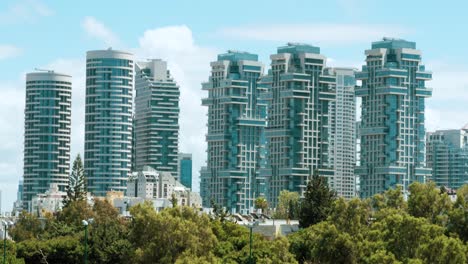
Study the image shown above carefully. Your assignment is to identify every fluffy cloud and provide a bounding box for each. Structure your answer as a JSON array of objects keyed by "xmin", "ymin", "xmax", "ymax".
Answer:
[
  {"xmin": 218, "ymin": 24, "xmax": 408, "ymax": 45},
  {"xmin": 134, "ymin": 25, "xmax": 218, "ymax": 190},
  {"xmin": 81, "ymin": 17, "xmax": 120, "ymax": 47},
  {"xmin": 0, "ymin": 45, "xmax": 22, "ymax": 60},
  {"xmin": 44, "ymin": 57, "xmax": 86, "ymax": 159},
  {"xmin": 0, "ymin": 74, "xmax": 25, "ymax": 211},
  {"xmin": 0, "ymin": 0, "xmax": 54, "ymax": 24}
]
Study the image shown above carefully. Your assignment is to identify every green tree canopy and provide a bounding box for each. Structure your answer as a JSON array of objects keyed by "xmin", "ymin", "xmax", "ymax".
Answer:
[
  {"xmin": 274, "ymin": 190, "xmax": 300, "ymax": 219},
  {"xmin": 299, "ymin": 174, "xmax": 336, "ymax": 227},
  {"xmin": 408, "ymin": 181, "xmax": 452, "ymax": 224},
  {"xmin": 63, "ymin": 154, "xmax": 87, "ymax": 207}
]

**Goal of the exercise**
Put the items above into a JSON list of strings, one string per line, with blank lines dropped. Leave the pictures out.

**Full output**
[
  "Study the image shown above carefully. Your assignment is to identify every fluffy cloud and provide a bounding box for each. Structure your answer as a JSON array of objects keyed by \"xmin\", \"ymin\", \"xmax\", \"ymax\".",
  "Answer:",
  "[",
  "  {\"xmin\": 218, \"ymin\": 24, \"xmax\": 408, \"ymax\": 45},",
  "  {\"xmin\": 134, \"ymin\": 25, \"xmax\": 218, \"ymax\": 190},",
  "  {\"xmin\": 81, \"ymin\": 17, \"xmax\": 120, \"ymax\": 47},",
  "  {\"xmin\": 0, \"ymin\": 45, \"xmax\": 22, \"ymax\": 60},",
  "  {\"xmin\": 44, \"ymin\": 57, \"xmax\": 86, \"ymax\": 159},",
  "  {\"xmin\": 0, \"ymin\": 74, \"xmax\": 25, \"ymax\": 211},",
  "  {\"xmin\": 0, \"ymin\": 0, \"xmax\": 54, \"ymax\": 24}",
  "]",
  "Study the image shown above carefully. Your assignment is to identify every green tree canopy and provide a bounding box for each. Structure your answer as a JSON array of objects keyed by \"xmin\", \"ymin\", \"xmax\", \"ymax\".",
  "Answer:",
  "[",
  "  {\"xmin\": 274, \"ymin\": 190, \"xmax\": 300, \"ymax\": 219},",
  "  {\"xmin\": 299, \"ymin\": 174, \"xmax\": 336, \"ymax\": 227},",
  "  {\"xmin\": 408, \"ymin\": 181, \"xmax\": 452, \"ymax\": 224},",
  "  {\"xmin\": 63, \"ymin\": 154, \"xmax\": 87, \"ymax\": 207}",
  "]"
]